_TEXTE EXTRAIT:_

Jerome dhulst Jerome dhulst
Écrit par Marie-Jeanne Acquaviva
Publié le 5 octobre 2019

Aujourd’hui un portrait d’expat comme on les aime, quelqu’un qui a vu Dubaï grandir, changer, se relever, quelqu’un avec un parcours multiple, plein d’idées, et de convictions, et surtout l’envie de partager ses passions : venez bavarder avec Jérôme Dhulst, le « Monsieur Antika » à qui l’on doit un des seuls - et certainement un des tout premiers - magasins où dénicher de vrais meubles anciens, restaurés avec amour et respect de l’artisanat, pleins d’âme et d’histoire(s). Des pièces absolument uniques qui feront de votre petit nid d’expatrié autre chose qu’un compromis souvent bancal entre Ikea - parce que c’est bien pratique - et les meubles de votre container - parce qu’on les avait déjà…  même s’ils avaient plus de gueule en Touraine ou à Londres que sous le soleil des Émirats !

 

 

Lepetitjournal.com/dubai : Est-ce que vous arrivez à Dubaï - il y a quelques années maintenant - avec le projet d’Antika dans vos bagages ?

 

Jerome Dhulst : Non pas du tout : je viens d’un parcours professionnel tout a fait différent :  15 ans dans l’industrie du parfum. En particulier un partenariat avec un franco Yéménite, un projet de grande envergure : nous fabriquions nos propres parfums à Chartres, avec à la fabrication autant des produits de licences pour des marques (comme par exemple Bugatti ou Ventilo) que des produits de mass market. Nous fabriquions tout, de A à Z, même nos propres flacons, ce qui est extrêmement rare comme modèle, et nécessite de gros investissements… mais c’était une belle affaire qui fonctionnait bien. Si bien qu’à un moment donné se pose la question de la délocalisation, et donc la question du Moyen-Orient (qui correspondait à 90% de notre chiffre d’affaire). Nous décidons d’y faire construire une usine incroyable qui sur 14’000 m2 traite toute la chaîne de fabrication du parfum, depuis la macération jusqu’au travail du verre… Alors ce que je peux vous en dire aujourd’hui c’est que l’on sous-estime les coûts (tant financiers qu’humains) de la délocalisation (rires)… Donc cet outil incroyable, cette usine de dingue construite en 2 ans - on oublie que la parfumerie c’est de l’industrie lourde: plasturgie, verrerie, pompes, mécanismes etc. …. -  c’est impossible de la gérer à distance, finalement elle sera vendue à d’autres propriétaires pour lesquels je vais travailler un peu moins d’un an, mais l’envie n’est plus là, je voudrais passer à autre chose,  tourner la page.

_PROBLÈME POSÉ 1:_ D'après le texte extrait, quelle surface occupe l'usine construite au Moyen-Orient ?
Le texte et les lignes n'ont aucun lien entre eux.

_DONNÉES EXTRAITES:_
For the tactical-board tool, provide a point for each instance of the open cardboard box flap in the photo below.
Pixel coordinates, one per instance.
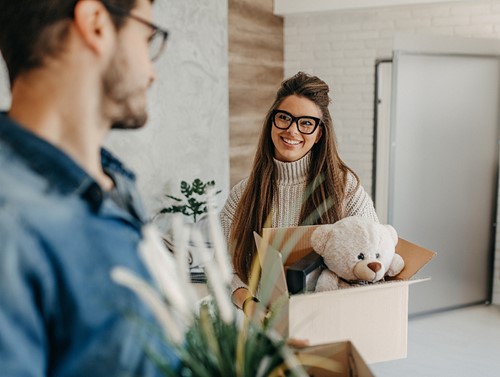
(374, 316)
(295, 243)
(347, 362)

---

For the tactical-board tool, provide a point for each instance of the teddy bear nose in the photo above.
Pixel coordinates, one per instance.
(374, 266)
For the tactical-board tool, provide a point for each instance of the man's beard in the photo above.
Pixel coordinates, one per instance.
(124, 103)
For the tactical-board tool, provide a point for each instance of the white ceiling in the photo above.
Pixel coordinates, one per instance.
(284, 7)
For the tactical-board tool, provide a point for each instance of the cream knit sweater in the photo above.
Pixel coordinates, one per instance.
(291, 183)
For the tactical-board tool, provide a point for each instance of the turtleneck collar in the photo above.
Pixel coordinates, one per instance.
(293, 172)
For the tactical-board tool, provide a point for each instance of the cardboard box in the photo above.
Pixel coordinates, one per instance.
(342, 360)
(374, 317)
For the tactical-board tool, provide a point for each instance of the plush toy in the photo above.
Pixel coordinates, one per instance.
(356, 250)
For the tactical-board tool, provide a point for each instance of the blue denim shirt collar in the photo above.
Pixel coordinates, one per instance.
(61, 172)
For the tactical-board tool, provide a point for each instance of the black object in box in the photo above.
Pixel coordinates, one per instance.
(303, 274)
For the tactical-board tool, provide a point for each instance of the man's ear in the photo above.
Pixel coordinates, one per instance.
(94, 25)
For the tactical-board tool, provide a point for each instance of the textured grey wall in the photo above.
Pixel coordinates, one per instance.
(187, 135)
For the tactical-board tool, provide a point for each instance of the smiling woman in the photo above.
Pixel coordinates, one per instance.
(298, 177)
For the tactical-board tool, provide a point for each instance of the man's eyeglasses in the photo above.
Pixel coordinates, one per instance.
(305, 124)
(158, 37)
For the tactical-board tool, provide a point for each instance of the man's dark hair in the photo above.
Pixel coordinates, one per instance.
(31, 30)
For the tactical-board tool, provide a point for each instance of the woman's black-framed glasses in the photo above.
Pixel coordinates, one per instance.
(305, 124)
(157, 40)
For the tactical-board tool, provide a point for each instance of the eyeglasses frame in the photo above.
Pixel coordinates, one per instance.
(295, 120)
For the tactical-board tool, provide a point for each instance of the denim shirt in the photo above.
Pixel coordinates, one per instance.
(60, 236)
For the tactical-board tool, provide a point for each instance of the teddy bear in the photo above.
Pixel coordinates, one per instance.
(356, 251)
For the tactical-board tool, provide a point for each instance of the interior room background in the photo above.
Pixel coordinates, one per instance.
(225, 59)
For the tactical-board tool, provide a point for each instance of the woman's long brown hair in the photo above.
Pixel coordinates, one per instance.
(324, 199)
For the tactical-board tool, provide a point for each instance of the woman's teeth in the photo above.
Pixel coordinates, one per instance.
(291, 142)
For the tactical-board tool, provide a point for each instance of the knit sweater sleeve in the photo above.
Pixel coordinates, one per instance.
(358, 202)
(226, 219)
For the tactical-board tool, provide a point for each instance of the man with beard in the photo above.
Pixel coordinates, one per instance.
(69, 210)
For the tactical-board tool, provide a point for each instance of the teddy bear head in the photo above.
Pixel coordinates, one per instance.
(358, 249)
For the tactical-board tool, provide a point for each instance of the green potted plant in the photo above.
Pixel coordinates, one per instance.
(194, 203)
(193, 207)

...

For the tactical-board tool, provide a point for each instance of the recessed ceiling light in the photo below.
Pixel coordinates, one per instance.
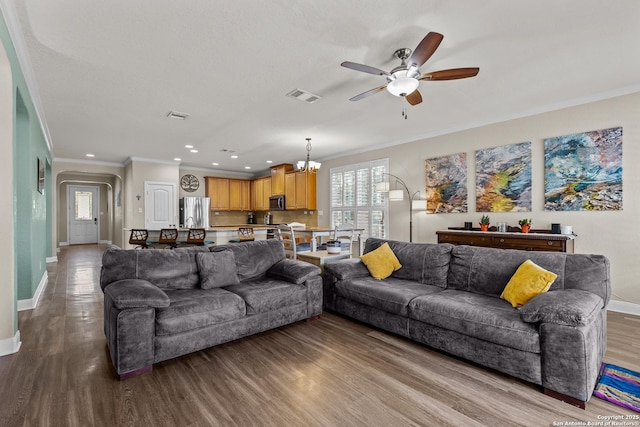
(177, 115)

_PROBLÈME POSÉ 2:_ Relevez toutes les lignes qui contiennent le mot "knit".

_SOLUTION DU PROBLÈME 1:_ L'usine s'étend sur 14’000 m2.

_SOLUTION DU PROBLÈME 2:_
For the tactical-board tool, provide a point for each instance of the cream knit sweater in the photo above.
For the tactical-board tool, provide a point for each instance of the knit sweater sleeve in the photo above.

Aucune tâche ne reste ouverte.